- Source document

New guidelines offer solutions to create “caregiver-friendly” workplaces

They take their aging loved ones to specialist appointments. They make meals, they do laundry, they help monitor medications. They even assist with very personal tasks like bathing, feeding, and dressing. And they do it all while juggling the demands of a full or part-time job.

Known as ‘carer-employees,’ they are among the 5.6 million Canadians who are providing care for aging, chronically ill, or disabled family members or friends while continuing to work in paid employment.

“As our population ages, there’s an increase in the expectation for family members to carry this additional, informal caregiving role while continuing to work, usually full-time,” says Allison Williams, a professor in McMaster’s School of Geography and Earth Sciences and Canadian Institutes for Health Research (CIHR) Chair in Gender, Health and Caregiver Friendly Workplaces. “This is having a significant impact both on employees and on workplaces.”

Now, a new set of guidelines developed by Williams, in partnership with the Canadian Standards Association (CSA), are providing employers with a set of tools designed to help workplaces better support these workers.

“For many of these employees, it can be very difficult to bear the multiple and often conflicting responsibilities of work and home,” she says. “We frequently see anxiety and depression which often moves into more acute health issues that can require a disability leave from work. So it becomes counterproductive for the workplace if employers don’t have policies that support carer-employees.”

The guidelines, developed in consultation with 30 partners across a number of sectors, offer employers practical solutions, information and case studies to help them implement policies and programs aimed at creating more accommodating workplaces.

New guidelines developed by McMaster researcher Allison Williams, in partnership with the Canadian Standards Association, are aimed at helping employers support workers who are caring for aging, chronically ill, or disabled loved ones while continuing to work full or part-time.

- Exercise aim
Decide whether each statement agrees with the article on caregiver-friendly workplaces, answering yes or no and quoting the words of the article that settle it: (a) The guidelines were shaped with input from 30 partners. (b) About 5.6 million Canadians care for family members or friends while still working at paying jobs. (c) Allison Williams created the guidelines without any outside partner. The entries after this point come from a separate source.

Dataset records
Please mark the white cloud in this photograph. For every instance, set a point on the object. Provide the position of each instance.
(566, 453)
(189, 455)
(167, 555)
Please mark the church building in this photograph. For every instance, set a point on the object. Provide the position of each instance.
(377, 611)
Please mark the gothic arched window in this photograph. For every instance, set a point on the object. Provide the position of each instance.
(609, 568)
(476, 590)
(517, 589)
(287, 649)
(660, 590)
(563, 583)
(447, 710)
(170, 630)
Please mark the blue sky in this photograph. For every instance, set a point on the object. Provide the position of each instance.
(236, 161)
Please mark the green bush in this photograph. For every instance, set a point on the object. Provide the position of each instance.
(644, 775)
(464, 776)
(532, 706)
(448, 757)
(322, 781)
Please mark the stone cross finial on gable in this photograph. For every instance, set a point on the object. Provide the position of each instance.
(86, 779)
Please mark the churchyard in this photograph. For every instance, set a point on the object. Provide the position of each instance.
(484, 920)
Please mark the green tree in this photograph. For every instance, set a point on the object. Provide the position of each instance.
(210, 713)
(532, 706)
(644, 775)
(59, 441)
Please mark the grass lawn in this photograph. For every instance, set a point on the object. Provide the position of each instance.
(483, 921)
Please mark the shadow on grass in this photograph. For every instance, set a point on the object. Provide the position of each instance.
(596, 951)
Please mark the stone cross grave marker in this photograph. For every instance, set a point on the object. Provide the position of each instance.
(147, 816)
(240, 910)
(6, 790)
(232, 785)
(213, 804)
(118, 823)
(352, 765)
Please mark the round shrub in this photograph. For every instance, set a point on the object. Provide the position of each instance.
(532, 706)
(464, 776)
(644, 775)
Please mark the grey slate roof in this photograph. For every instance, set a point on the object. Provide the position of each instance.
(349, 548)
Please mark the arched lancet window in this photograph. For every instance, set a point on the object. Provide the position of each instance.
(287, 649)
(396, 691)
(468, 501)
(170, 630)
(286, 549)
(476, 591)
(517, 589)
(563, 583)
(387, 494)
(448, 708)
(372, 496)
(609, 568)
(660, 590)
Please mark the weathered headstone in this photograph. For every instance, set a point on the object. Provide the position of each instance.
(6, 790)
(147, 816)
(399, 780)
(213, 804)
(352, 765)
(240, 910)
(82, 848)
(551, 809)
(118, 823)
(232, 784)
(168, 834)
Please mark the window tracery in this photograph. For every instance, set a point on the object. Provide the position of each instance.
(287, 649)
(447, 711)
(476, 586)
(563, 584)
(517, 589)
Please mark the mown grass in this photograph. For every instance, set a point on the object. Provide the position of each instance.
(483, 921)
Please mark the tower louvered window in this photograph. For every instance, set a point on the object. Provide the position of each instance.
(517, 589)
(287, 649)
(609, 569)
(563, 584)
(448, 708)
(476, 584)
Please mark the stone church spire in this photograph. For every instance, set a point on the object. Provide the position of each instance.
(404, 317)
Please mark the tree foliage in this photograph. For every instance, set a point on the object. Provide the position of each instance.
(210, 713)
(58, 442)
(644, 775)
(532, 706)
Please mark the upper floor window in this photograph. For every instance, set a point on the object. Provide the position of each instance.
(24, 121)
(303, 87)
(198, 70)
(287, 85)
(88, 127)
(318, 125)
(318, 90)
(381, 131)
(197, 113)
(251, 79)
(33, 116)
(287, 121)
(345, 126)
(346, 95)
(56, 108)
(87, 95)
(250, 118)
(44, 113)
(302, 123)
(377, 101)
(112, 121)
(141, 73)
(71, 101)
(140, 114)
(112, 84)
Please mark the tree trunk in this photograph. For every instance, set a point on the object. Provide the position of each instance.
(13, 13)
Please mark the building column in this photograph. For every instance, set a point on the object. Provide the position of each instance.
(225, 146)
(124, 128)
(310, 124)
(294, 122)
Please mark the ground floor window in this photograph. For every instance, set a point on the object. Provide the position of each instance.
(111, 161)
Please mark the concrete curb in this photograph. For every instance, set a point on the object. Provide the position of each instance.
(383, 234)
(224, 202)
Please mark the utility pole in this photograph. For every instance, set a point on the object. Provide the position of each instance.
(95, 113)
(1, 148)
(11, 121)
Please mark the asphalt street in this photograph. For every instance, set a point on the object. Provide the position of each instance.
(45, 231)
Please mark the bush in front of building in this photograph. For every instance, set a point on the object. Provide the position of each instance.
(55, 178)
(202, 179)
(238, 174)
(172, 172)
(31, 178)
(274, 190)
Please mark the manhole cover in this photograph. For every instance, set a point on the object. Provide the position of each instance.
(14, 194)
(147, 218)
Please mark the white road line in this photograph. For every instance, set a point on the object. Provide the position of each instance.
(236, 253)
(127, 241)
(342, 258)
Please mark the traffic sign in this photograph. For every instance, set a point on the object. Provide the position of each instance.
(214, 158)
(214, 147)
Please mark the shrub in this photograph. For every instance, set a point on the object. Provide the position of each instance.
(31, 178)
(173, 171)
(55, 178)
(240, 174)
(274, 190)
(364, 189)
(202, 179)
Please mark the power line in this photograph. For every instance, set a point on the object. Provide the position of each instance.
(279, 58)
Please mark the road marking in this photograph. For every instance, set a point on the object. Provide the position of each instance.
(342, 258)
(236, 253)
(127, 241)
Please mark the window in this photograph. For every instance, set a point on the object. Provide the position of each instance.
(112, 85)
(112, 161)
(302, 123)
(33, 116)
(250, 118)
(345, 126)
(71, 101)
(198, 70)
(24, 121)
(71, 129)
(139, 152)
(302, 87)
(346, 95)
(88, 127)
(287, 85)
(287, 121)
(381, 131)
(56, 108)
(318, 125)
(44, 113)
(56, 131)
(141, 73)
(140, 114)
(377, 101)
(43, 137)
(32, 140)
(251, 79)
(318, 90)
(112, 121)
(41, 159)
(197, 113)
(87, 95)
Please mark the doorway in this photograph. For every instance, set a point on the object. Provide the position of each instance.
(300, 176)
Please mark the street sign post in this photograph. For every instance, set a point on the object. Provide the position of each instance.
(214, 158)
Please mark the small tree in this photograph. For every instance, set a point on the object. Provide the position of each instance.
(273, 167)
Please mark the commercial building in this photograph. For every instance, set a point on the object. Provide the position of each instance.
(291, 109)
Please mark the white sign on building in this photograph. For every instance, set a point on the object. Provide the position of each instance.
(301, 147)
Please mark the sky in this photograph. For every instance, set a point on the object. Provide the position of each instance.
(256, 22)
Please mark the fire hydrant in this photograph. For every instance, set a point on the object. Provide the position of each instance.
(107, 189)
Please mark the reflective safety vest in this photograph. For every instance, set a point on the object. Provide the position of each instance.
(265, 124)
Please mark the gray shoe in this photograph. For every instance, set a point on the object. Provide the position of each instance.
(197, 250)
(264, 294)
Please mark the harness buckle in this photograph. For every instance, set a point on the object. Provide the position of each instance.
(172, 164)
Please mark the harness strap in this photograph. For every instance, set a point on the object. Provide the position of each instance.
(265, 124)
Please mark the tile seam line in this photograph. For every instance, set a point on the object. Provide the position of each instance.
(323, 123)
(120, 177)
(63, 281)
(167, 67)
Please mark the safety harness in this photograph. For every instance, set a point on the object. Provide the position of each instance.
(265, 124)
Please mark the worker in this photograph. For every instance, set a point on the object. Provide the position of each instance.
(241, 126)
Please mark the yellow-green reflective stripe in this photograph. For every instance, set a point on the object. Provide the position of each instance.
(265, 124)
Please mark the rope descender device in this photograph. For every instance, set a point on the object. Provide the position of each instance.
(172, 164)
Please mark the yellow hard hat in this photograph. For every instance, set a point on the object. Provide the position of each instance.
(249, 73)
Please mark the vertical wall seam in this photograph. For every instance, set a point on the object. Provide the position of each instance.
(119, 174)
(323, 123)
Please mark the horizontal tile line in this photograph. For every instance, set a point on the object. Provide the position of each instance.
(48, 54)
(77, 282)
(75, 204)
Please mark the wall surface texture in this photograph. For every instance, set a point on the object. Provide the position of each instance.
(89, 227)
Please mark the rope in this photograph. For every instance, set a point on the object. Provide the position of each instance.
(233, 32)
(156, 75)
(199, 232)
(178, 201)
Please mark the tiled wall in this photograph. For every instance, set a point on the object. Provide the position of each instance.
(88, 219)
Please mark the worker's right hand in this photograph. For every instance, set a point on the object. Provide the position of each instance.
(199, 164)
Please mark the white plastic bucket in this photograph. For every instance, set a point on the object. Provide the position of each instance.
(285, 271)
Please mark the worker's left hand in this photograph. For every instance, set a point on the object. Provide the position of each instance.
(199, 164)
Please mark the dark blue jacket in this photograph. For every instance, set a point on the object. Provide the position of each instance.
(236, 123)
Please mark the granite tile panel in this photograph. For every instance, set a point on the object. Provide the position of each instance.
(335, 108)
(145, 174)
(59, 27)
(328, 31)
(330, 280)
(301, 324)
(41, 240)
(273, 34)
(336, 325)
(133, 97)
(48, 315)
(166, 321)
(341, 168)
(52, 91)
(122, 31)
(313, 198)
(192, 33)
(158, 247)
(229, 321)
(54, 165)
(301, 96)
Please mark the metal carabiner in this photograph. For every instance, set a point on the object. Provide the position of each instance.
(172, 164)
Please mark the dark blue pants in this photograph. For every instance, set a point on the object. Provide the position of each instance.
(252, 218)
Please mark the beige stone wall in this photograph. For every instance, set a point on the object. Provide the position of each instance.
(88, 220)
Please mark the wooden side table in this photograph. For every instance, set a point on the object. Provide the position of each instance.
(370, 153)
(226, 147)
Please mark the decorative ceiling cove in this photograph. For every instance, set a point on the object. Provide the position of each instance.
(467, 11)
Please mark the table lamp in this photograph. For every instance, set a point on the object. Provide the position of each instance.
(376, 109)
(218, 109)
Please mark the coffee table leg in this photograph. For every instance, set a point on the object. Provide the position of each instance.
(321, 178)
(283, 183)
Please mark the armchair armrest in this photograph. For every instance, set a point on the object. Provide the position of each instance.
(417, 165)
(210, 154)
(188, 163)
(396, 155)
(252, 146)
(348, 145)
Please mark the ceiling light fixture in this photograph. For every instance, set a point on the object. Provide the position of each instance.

- Answer space
(a) Yes: "developed in consultation with 30 partners across a number of sectors"
(b) Yes: "the 5.6 million Canadians who are providing care for aging, chronically ill, or disabled family members or friends while continuing to work in paid employment"
(c) No: "in partnership with the Canadian Standards Association (CSA)"